■ Aufgabe ■
Prüfe, ob die Aussagen (a), (b) und (c) zum Text über die Wiener Grünen passen. Antworte jeweils mit Ja oder Nein und zitiere die Worte aus dem Text, die das entscheiden.
(a) Peter Kraus sitzt seit 2015 im Wiener Gemeinderat.
(b) Kraus hatte seine Erklärung für Sonntag angekündigt.
(c) Die nächste Wien-Wahl ist 2020.

■ Textauszug ■
= = = = = = =

Maria Vassilakous schweres Erbe und Wiens strauchelnde Grüne
Das Comeback der Bundesgrünen hängt an den Wiener Grünen. Sie versenken sich aber mit eigenen Fehlern und einem harten Nachfolgekampf.
Das nennt man einen Frühstart. Noch bevor ab dem heutigen Montag Bewerbungen für die Spitzenkandidatur der strauchelnden Wiener Grünen offiziell angenommen werden (es geht um die nächste Wien-Wahl 2020), preschte Peter Kraus am Sonntag vor. „Ich kandidiere, weil Wien meine große Liebe ist“, erklärte der frühere Büroleiter von Maria Vassilakou, der seit 2015 im Wiener Gemeinderat sitzt und als Vertreter des grünen Realo-Flügels gilt. Damit beginnt das Rennen um die Nachfolge von Maria Vassilakou, der Vizebürgermeisterin der ersten rot-grünen Landesregierung Österreichs, mit einer Auffälligkeit: Kraus hatte eine Erklärung erst für Dienstag angekündigt.

= = = = = = =

Daten zum Zeigen auf Bildbereiche:
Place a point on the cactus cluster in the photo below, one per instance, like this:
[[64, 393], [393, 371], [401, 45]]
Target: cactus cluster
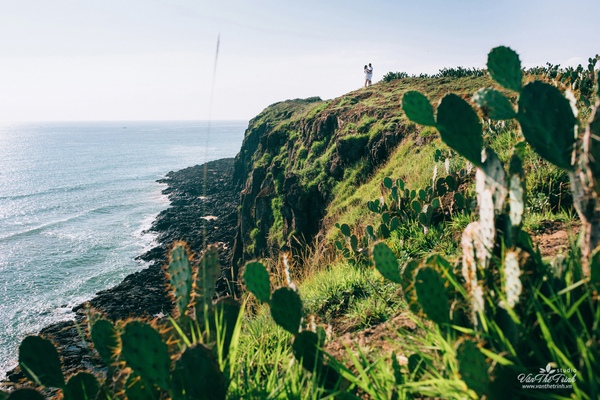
[[183, 358], [287, 312], [399, 205]]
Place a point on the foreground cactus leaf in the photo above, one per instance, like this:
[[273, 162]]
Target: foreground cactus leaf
[[418, 108], [197, 376], [137, 388], [460, 128], [145, 352], [39, 361], [432, 295], [286, 309], [494, 104], [386, 262], [548, 123], [505, 67], [257, 280], [82, 386], [180, 276], [106, 340], [473, 368]]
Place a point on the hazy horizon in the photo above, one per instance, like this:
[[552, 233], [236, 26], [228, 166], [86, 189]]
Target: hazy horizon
[[154, 60]]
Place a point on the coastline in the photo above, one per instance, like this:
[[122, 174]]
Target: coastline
[[142, 293]]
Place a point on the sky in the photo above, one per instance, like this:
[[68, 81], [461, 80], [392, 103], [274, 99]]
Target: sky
[[79, 60]]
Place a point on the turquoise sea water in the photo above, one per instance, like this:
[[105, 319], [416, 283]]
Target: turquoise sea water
[[75, 199]]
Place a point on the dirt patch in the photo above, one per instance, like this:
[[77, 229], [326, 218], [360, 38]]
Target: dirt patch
[[552, 237], [381, 339]]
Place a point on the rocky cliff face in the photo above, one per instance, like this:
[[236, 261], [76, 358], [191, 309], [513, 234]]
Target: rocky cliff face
[[295, 154]]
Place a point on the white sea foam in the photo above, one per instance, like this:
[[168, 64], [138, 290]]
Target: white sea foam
[[76, 200]]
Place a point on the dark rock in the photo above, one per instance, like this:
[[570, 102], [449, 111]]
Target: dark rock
[[143, 294]]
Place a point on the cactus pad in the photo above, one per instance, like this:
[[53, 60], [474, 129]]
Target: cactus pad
[[137, 388], [460, 128], [505, 67], [494, 104], [257, 280], [547, 122], [386, 262], [432, 295], [197, 376], [473, 367], [418, 108], [39, 361], [286, 309], [82, 385], [180, 276], [106, 340], [387, 182], [145, 352]]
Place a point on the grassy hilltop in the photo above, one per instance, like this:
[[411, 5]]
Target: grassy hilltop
[[405, 240]]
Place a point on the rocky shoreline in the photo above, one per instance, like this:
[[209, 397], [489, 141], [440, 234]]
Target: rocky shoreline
[[198, 214]]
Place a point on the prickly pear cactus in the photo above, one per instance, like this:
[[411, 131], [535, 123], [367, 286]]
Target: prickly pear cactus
[[106, 340], [145, 352], [494, 104], [39, 361], [197, 376], [180, 276], [286, 309], [386, 262], [548, 123], [473, 367], [137, 388], [432, 295], [505, 67], [257, 281]]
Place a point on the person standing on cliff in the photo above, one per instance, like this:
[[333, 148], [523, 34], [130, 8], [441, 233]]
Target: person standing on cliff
[[368, 74]]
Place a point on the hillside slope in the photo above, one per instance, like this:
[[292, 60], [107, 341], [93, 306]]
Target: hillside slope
[[301, 156]]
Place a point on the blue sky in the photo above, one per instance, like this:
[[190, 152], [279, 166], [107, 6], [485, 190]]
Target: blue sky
[[154, 59]]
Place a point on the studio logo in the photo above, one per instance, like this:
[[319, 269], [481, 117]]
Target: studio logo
[[549, 377]]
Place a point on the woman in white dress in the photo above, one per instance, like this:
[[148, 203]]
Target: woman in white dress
[[368, 75]]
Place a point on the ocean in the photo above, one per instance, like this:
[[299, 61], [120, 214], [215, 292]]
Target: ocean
[[75, 200]]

= = = = = = =

■ Lösung ■
(a) Ja: „der seit 2015 im Wiener Gemeinderat sitzt“
(b) Nein: „Kraus hatte eine Erklärung erst für Dienstag angekündigt.“
(c) Ja: „es geht um die nächste Wien-Wahl 2020“